-- BEGIN --
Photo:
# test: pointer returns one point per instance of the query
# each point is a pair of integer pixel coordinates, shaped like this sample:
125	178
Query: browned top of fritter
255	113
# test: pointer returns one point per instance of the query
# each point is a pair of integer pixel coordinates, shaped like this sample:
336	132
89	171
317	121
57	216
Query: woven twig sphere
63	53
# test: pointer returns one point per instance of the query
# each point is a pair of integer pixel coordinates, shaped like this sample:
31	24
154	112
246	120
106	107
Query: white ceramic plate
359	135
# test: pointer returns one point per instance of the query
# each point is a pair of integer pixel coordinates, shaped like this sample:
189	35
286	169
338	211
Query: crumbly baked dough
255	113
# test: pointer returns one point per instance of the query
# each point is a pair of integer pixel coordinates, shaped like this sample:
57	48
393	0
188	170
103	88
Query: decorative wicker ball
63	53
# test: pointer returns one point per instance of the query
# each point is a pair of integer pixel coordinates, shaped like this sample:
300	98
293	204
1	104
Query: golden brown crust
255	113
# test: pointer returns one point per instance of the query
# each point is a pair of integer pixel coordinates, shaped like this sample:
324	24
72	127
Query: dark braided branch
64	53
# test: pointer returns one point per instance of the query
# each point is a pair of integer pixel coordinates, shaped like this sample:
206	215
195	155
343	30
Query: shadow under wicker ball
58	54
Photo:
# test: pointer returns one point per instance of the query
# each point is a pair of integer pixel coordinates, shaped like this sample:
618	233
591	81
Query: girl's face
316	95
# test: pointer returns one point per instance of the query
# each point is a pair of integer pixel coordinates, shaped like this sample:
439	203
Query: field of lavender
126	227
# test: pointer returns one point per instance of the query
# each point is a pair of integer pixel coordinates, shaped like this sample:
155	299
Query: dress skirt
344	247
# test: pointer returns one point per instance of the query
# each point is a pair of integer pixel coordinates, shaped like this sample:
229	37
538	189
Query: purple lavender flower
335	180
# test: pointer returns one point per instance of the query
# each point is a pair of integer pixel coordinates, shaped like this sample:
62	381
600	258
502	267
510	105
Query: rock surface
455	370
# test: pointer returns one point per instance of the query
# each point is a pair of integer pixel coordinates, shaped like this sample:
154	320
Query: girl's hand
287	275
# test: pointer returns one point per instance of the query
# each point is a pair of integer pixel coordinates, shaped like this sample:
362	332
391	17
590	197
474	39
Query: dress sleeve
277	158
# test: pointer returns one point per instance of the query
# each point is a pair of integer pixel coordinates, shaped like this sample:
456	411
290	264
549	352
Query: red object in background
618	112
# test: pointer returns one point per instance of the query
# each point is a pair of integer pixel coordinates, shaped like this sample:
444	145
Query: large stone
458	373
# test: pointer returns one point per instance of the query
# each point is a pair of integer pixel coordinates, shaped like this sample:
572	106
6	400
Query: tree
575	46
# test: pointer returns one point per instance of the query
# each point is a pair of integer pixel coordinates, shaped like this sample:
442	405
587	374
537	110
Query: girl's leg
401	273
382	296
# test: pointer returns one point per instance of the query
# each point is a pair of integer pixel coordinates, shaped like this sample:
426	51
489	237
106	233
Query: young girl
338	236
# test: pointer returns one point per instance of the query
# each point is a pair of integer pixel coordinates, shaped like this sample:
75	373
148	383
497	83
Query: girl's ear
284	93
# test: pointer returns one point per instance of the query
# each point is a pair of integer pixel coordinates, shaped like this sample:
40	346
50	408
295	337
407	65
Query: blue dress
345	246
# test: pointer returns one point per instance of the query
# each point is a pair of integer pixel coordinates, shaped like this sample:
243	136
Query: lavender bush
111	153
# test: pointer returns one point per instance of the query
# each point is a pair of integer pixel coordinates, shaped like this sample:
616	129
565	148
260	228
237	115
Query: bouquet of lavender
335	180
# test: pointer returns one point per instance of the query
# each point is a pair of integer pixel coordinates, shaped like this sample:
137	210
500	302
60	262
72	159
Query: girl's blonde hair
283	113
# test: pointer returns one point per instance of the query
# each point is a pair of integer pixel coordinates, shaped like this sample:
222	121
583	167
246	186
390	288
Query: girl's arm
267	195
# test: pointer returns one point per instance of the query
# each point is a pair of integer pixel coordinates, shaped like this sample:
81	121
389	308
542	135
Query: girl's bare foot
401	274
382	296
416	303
-- END --
Every record shown above should be written out again exactly.

### FULL SOLUTION:
Photo:
# test: pointer returns one point per instance of the query
# each point is a pair of integer pixel coordinates, shaped like this sample:
125	178
Query: browned top of fritter
255	113
# test: pointer returns one point per instance of the query
# each point is a pair of integer pixel coordinates, shaped like this sample:
336	132
89	171
317	121
57	216
Query: woven twig sphere
63	53
# test: pointer returns one point per instance of the query
# each point is a pair of integer pixel coordinates, shaped like this sample:
31	24
154	112
246	120
106	107
Query: white ceramic plate
359	135
# test: pointer returns one point per instance of the query
# each point is a pair of integer pixel coordinates, shaped like this sample:
189	35
286	169
338	211
Query: crumbly baked dough
255	113
# test: pointer returns one point per instance of the query
# each point is a pair of integer pixel coordinates, shaped like this sample:
57	48
393	0
188	170
103	88
Query: decorative wicker ball
63	53
# test: pointer returns one point per instance of the query
# each point is a pair of integer pixel coordinates, shaped like this sample:
300	98
293	204
1	104
Query: golden brown crust
255	113
# test: pointer returns one point per instance of the query
# each point is a pair of integer pixel coordinates, shaped like this sample:
324	24
72	127
Query: dark braided branch
64	53
# test: pointer returns one point per instance of the query
# each point is a pair of integer pixel coordinates, shaped like this sample:
206	215
195	155
343	30
Query: shadow under wicker ball
58	54
Photo:
# test: pointer returns one point per instance of the query
# each point is a pair of integer pixel coordinates, shaped like this sample:
618	233
591	81
Query: girl's face
316	95
# test: pointer returns one point per instance of the query
# each point is a pair of integer pixel coordinates, shaped like this sample:
439	203
Query: field of lavender
126	227
# test: pointer returns one point per instance of the query
# each point is a pair of integer pixel coordinates, shaped like this sample:
155	299
Query: dress skirt
344	247
# test: pointer returns one point per instance of the query
# each point is a pair of integer pixel coordinates, shaped like this sample:
229	37
538	189
Query: purple lavender flower
335	180
# test: pointer returns one point per instance of the query
# each point is a pair of integer pixel coordinates, shaped like this sample:
62	381
600	258
502	267
510	105
Query: rock surface
455	370
# test: pointer returns one point per instance of the query
# each point is a pair of integer pixel coordinates, shaped like this sample:
154	320
Query: girl's hand
287	275
# test: pointer returns one point per instance of the query
# each point is a pair of integer pixel coordinates, shaped like this sample:
362	332
391	17
590	197
474	39
Query: dress sleeve
277	158
# test: pointer returns one point per instance of the query
# each point is a pair of integer pixel coordinates, shaped like this sample:
456	411
290	264
549	352
Query: red object in background
618	112
# test: pointer returns one point per instance of the query
# each point is a pair of integer pixel coordinates, shaped like this sample:
444	145
Query: large stone
458	373
# test: pointer returns one point per instance of the query
# each point is a pair of integer pixel coordinates, shaped like this sample:
572	106
6	400
Query: tree
575	46
# test: pointer returns one point per instance of the query
# each point is a pair of integer pixel coordinates, shaped like this sample:
442	405
587	374
537	110
Query: girl's leg
401	273
382	296
# test: pointer returns one point per instance of the query
# each point is a pair of integer pixel coordinates, shaped like this sample:
426	51
489	237
106	233
Query: young girl
338	236
# test: pointer returns one point per instance of the query
# each point is a pair of integer pixel coordinates, shaped like this sample:
75	373
148	383
497	83
Query: girl's ear
284	93
# test: pointer returns one point per instance of the query
# each point is a pair of integer pixel coordinates, shaped like this sample:
40	346
50	408
295	337
407	65
Query: blue dress
345	246
# test: pointer returns one point per instance of the query
# each point is a pair of integer pixel coordinates, shaped like this sample:
243	136
Query: lavender bush
111	153
# test: pointer returns one point per instance of the query
# each point is a pair of integer pixel coordinates, shaped like this sample:
616	129
565	148
260	228
237	115
Query: bouquet of lavender
335	180
# test: pointer returns one point per instance of the query
# each point is a pair of integer pixel coordinates, shaped like this sample:
137	210
500	302
60	262
72	159
Query: girl's blonde hair
283	113
# test: pointer returns one point per instance of the query
# each point is a pair of integer pixel coordinates, shaped like this sample:
222	121
583	167
246	186
390	288
Query: girl's arm
267	195
# test: pointer returns one point per instance of the query
# each point is a pair of integer pixel coordinates, shaped like this sample:
81	121
389	308
542	135
Query: girl's bare foot
401	274
382	296
416	303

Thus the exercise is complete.